--- SOURCE MATERIAL Enclosed Below ---

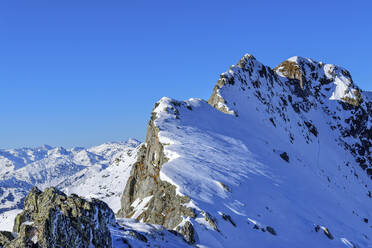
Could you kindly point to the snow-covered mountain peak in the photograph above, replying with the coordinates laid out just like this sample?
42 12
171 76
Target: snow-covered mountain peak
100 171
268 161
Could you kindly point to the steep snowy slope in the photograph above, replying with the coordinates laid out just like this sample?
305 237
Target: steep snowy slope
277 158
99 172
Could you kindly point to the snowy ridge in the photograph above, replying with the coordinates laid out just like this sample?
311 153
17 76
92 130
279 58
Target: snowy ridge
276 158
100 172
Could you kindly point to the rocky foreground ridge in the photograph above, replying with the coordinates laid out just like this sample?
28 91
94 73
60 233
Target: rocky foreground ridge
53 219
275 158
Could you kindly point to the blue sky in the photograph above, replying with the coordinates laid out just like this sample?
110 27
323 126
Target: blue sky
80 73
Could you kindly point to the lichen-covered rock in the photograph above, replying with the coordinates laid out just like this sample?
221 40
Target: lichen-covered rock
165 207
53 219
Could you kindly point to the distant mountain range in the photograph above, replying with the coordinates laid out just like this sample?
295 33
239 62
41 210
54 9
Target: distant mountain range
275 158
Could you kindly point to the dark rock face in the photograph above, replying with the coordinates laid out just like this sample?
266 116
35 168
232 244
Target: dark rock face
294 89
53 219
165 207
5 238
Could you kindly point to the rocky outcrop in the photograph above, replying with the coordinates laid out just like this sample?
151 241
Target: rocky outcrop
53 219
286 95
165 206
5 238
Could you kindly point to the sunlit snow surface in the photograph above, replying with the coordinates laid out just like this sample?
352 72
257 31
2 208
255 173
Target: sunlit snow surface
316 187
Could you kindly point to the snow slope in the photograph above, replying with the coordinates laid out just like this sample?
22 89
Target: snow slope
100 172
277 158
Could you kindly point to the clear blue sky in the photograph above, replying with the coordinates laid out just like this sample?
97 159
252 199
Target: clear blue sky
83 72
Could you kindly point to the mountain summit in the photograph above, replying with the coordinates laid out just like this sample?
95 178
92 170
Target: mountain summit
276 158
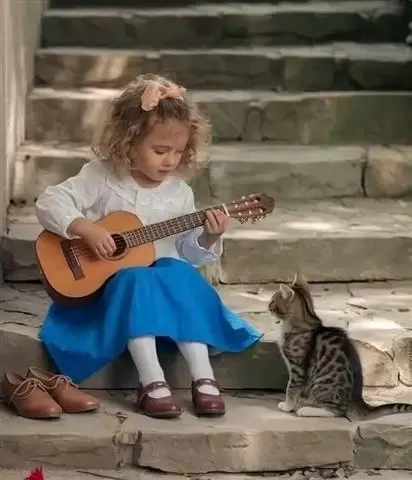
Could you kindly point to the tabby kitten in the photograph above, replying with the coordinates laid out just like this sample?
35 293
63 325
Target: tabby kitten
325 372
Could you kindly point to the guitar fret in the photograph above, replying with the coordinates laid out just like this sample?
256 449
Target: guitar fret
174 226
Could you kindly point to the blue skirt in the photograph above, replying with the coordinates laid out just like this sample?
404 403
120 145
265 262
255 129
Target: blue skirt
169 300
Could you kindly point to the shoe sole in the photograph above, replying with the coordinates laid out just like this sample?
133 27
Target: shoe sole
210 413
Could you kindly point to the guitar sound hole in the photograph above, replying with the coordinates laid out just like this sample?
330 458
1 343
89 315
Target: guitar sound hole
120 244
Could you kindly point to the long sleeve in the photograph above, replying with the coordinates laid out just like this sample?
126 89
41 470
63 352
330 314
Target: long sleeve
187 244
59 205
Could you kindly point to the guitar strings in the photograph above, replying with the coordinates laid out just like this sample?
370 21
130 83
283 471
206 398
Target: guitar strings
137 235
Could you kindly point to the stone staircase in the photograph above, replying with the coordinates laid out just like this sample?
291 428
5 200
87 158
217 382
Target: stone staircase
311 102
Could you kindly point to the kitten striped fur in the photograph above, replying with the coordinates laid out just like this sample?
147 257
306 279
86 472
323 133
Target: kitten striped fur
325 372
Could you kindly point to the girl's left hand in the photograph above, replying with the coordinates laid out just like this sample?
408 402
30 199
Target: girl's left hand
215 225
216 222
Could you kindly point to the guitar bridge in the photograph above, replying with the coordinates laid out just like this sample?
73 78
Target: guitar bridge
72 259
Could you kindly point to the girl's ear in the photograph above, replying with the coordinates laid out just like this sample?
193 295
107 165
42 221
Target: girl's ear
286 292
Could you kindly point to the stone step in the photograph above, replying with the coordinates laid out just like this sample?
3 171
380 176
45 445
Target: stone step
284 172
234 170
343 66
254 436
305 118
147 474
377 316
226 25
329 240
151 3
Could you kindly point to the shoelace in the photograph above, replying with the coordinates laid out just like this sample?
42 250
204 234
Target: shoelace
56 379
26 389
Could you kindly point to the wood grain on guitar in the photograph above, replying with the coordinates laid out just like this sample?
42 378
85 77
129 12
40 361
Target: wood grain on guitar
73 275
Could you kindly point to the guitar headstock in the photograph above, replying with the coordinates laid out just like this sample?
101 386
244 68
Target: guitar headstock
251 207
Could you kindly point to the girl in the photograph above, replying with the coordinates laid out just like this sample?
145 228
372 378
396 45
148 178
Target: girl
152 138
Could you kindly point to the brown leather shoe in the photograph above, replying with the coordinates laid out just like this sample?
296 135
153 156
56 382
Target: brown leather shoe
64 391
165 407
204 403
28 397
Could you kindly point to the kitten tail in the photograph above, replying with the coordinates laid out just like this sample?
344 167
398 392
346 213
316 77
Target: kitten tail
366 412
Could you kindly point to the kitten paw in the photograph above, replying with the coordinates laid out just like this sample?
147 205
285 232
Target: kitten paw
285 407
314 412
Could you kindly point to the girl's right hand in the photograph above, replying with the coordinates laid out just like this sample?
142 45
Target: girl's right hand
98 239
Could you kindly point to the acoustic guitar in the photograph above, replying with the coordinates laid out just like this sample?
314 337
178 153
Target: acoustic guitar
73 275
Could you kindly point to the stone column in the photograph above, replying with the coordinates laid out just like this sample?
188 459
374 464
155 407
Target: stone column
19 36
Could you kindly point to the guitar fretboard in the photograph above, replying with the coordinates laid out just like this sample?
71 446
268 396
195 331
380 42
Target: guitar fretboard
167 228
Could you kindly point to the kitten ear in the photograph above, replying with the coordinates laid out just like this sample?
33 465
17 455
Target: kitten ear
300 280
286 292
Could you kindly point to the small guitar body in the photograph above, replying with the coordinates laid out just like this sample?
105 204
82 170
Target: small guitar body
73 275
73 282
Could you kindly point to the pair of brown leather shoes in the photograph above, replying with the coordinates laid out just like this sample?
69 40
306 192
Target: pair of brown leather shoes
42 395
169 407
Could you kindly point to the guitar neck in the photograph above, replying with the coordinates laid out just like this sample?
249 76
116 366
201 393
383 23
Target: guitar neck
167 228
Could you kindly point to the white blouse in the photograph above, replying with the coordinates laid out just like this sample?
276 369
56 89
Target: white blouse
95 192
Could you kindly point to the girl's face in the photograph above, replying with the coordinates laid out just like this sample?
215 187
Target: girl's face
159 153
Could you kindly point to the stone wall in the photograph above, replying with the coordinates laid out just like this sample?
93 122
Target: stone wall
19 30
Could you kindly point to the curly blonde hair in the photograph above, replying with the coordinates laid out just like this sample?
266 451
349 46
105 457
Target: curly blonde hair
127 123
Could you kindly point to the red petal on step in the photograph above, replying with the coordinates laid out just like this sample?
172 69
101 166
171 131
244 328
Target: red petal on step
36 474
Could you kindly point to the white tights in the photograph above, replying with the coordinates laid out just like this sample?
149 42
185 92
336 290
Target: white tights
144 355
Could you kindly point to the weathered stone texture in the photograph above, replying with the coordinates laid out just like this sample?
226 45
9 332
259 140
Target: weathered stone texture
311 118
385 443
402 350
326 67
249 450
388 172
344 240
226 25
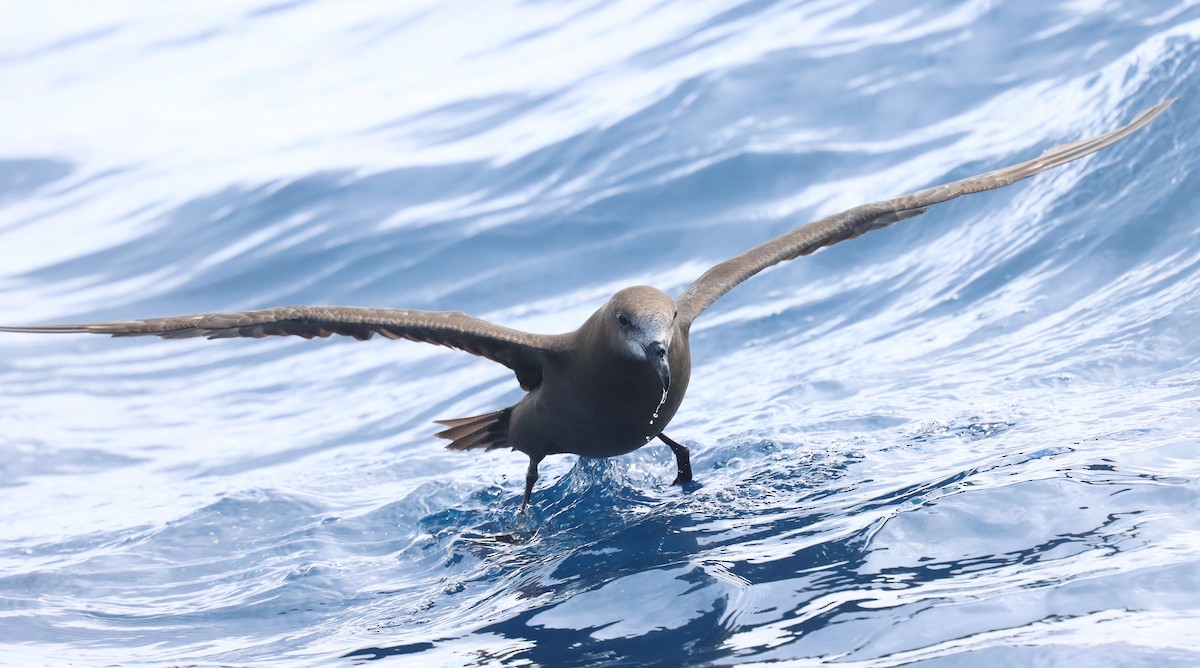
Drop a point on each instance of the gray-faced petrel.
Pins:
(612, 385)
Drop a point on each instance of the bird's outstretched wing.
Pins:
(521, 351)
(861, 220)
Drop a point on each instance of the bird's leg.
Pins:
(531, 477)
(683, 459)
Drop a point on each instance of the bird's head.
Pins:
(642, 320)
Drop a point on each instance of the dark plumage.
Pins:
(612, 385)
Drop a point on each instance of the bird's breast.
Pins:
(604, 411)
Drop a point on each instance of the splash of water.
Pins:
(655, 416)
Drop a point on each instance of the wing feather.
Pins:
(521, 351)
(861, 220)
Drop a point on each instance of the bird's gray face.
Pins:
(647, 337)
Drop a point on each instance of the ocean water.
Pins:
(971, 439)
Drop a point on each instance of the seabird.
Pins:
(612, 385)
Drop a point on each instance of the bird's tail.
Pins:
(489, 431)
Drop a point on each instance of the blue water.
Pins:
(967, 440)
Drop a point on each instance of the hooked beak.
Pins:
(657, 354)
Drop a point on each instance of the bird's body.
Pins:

--- End of Enclosed SOURCE MATERIAL ---

Every line above that holds the word "gray" is to be found and copied.

Drop a point on each instance of the gray-faced petrel.
Drop a point on each instance of the bird's gray face.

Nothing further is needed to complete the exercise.